* _GOAL OF THE EXERCISE_: Starting with the line that contains "light using the picture above.", set down each line through the end of the entries below, exactly and with nothing added.

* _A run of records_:
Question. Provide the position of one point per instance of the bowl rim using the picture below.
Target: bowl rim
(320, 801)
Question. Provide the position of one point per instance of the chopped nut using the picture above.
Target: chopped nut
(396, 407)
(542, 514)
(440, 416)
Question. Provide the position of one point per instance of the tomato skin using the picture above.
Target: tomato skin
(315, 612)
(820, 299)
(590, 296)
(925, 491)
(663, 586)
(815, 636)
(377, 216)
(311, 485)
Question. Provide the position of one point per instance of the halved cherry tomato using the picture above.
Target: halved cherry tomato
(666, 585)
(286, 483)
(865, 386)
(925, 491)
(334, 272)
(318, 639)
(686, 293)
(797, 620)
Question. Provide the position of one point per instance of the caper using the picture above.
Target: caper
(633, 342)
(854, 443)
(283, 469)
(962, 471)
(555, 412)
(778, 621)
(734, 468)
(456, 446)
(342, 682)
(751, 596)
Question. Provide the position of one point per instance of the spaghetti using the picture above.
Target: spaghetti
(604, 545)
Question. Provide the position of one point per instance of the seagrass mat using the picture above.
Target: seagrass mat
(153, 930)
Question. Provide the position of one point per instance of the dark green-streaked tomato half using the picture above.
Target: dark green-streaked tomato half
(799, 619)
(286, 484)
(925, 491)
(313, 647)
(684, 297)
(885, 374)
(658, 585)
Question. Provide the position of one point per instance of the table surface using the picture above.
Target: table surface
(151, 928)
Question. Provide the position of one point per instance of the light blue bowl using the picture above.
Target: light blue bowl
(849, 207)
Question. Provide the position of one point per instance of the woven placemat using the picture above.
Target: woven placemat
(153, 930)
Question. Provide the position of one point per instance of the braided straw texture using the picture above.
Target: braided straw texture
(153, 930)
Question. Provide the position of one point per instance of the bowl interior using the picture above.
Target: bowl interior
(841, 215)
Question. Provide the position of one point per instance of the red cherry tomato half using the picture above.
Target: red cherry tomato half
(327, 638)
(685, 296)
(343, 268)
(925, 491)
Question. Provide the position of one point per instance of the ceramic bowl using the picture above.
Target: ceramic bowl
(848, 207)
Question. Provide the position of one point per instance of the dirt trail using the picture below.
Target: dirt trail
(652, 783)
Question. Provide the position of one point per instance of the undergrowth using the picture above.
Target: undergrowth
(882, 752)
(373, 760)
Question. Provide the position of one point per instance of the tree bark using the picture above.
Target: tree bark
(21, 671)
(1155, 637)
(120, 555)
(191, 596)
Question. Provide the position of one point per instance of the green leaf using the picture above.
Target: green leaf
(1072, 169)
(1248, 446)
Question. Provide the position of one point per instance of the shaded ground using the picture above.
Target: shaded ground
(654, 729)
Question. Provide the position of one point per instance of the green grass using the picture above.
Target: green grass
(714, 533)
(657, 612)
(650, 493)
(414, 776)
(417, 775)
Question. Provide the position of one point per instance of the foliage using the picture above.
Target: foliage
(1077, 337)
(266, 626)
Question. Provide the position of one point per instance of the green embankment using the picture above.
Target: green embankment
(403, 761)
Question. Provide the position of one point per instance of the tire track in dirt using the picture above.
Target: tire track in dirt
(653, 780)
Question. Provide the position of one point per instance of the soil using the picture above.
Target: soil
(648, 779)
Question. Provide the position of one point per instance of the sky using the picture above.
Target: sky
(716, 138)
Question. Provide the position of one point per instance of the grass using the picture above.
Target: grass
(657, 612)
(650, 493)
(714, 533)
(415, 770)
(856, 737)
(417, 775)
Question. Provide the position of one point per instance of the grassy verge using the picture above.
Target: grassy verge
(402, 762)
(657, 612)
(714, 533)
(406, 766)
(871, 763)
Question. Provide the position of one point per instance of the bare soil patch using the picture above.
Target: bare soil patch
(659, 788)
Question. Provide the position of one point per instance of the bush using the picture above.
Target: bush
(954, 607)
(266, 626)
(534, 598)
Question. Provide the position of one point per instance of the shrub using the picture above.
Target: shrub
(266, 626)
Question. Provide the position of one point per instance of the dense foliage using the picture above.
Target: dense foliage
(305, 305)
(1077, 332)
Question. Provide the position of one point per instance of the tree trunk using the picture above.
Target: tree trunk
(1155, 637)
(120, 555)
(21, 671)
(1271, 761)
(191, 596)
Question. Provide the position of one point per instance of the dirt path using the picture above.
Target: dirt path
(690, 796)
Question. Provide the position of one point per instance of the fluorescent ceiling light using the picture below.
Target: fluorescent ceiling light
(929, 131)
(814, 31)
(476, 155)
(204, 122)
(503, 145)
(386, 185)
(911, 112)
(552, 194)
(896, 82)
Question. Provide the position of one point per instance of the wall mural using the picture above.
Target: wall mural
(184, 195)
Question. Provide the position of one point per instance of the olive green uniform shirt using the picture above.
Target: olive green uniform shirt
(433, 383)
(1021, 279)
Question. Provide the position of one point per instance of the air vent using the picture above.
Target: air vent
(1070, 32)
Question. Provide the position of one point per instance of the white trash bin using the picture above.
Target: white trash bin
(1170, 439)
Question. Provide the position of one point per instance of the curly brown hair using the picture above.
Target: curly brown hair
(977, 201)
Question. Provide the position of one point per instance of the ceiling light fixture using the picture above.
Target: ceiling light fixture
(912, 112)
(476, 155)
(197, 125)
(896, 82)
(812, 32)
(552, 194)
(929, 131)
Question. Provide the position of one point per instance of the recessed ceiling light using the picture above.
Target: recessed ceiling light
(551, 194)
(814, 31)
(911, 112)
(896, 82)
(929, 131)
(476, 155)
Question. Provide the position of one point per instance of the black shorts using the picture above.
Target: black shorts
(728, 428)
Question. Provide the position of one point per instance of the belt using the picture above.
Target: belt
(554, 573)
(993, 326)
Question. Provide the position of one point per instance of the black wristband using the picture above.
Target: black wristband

* _REPLY_:
Question. Provide the position of one point per instance of the recessed ceiling light using the picture above.
Target: recessed ceiling light
(551, 194)
(814, 31)
(911, 112)
(896, 82)
(929, 131)
(476, 155)
Question. Provide the position of one point per instance of the black shorts using the picture above.
Target: black shorts
(728, 428)
Question. Provide the position of one point per instance of the belt using the picture above.
Target: belt
(554, 573)
(993, 326)
Question. Provide the position of one point per instance of the black wristband using the picture above.
Target: black wristband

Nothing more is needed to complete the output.